In 1948, when the National Party came to power in South Africa, Jennifer took her first political action, a daring argument with her Afrikaans teacher. At the University of the Witwatersrand, she became deeply engaged in the struggle to transform South Africa. The debates at university, her study of the role of foreign capital in South African and colonial development, and her introduction to the Unity Movement all shaped her future work. After university, Jennifer continued her organizing work, focusing on supporting union struggles. But the Sharpeville Massacre and the subsequent banning of most political organizations led Jennifer, her husband and two young children to go into exile in the U.S. in 1966.

In the U.S. she joined the staff of the American Committee on Africa where she quickly established her reputation as a champion of the movement to cut financial ties with the government in South Africa. The American Committee on Africa worked closely with the liberation movements in Africa. She testified before Congress on U.S. financial ties to South Africa and also began a decades long focus on the way U.S. corporations were maintaining apartheid. She brought this expertise to the United Nations, testifying before various committees.  

In the 1970s, Jennifer was also a frequent speaker on college campuses in the United States, promoting the divestment movement that expanded dramatically following the Soweto Uprising. In her speeches and teaching, she linked the South African struggle to campaigns in the U.S., demonstrating how the same corporations that were supporting apartheid were busting worker movements in the United States.

Jennifer with O.R. Tambo
(c) David Vita

In 1981, Jennifer became the Executive Director of the American Committee on Africa and its non-profit affiliate The Africa Fund. She understood that change in U.S. policy would come primarily from pressure around the country and to build that pressure multiple constituencies needed to be mobilized: faith communities, unions, students, state and local elected officials, and many others. With her South African colleague Dumisani Kumalo, she guided the divestment movement as more and more public and private institutions began to divest from U.S. corporations collaborating with apartheid. When repression in South Africa continued to escalate in the 1980s, the American Committee on Africa played a key role in convincing the U.S. Congress to pass economic sanctions against South Africa over President Reagan’s veto.

Jennifer always recognized that leadership in the struggle in South Africa must come from South Africa’s people, and she worked closely with the African National Congress. She also worked closely with the expanding labor movement and with the United Democratic Front, whose combined and growing strength adding to the now unstoppable pressure for change.

Jennifer at Unlock Apartheid’s Jails protest with Gay McDougall (c) Rick Reinhard

At the Africa Fund, Jennifer worked with Little Steven and a host of cultural leaders to tap the energy, power, and economic muscle of entertainers to put pressure on South Africa. The Sun City album sold more than a million copies, educated tens of millions more, and proceeds provided funding for organizations working to overthrow apartheid. It was during this time that Jennifer also sought the leadership of the Rev. M. William Howard and Dr. Wyatt Tee Walker to build a Religious Action Network that would mobilize African American churches in the United States to support the struggle for freedom in South Africa.

When Nelson Mandela was finally released from prison and made his first visit to the United States, Jennifer and Dumisani were part of the organizing group which arranged for Mandela to address Congress and to meet with national leaders and cultural figures. Jennifer and Dumisani also ensured that he meet with organizers and activists from 49 cities who had been at the core of the anti-apartheid movement.

**MATERIAL SUPPLIED**
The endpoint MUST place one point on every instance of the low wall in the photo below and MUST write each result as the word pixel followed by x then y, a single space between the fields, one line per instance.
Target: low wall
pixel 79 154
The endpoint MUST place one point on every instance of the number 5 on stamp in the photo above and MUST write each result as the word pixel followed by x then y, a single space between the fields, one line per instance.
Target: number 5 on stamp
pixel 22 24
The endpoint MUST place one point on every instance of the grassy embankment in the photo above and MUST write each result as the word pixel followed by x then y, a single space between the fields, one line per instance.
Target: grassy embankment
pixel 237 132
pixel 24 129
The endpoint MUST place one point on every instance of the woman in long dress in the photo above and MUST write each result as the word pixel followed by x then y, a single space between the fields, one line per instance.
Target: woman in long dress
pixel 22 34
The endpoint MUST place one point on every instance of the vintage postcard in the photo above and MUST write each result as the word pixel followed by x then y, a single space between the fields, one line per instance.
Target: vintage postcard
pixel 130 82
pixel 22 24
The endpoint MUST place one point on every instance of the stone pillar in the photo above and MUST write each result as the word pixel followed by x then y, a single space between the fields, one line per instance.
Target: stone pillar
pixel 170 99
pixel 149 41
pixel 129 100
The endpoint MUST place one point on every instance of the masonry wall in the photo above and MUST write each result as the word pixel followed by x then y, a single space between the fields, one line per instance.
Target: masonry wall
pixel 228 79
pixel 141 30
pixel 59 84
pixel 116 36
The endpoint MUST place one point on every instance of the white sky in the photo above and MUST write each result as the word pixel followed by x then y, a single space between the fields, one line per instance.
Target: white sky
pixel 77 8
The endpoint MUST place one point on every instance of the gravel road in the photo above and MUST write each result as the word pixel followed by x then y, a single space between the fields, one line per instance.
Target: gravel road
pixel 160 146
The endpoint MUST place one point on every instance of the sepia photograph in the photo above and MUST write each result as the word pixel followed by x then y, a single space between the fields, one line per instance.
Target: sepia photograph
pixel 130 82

**OBJECTIVES**
1. In the biography, rewrite the part between "When Nelson Mandela" and "the anti-apartheid movement.", inclusive, swapping "activists" for "campaigners".
2. Decide whether each statement agrees with the biography. Answer yes or no, and quote the words of the biography that decide it.
(a) Jennifer went into exile in the U.S. with her husband and two children in 1966.
(b) Jennifer became Executive Director of the American Committee on Africa in 1975.
(c) The Sun City album sold more than a million copies.
The data were taken from a different source than the biography.

**PER-TASK OUTPUTS**
1.
When Nelson Mandela was finally released from prison and made his first visit to the United States, Jennifer and Dumisani were part of the organizing group which arranged for Mandela to address Congress and to meet with national leaders and cultural figures. Jennifer and Dumisani also ensured that he meet with organizers and campaigners from 49 cities who had been at the core of the anti-apartheid movement.

2.
(a) Yes: "led Jennifer, her husband and two young children to go into exile in the U.S. in 1966"
(b) No: "In 1981, Jennifer became the Executive Director of the American Committee on Africa"
(c) Yes: "The Sun City album sold more than a million copies"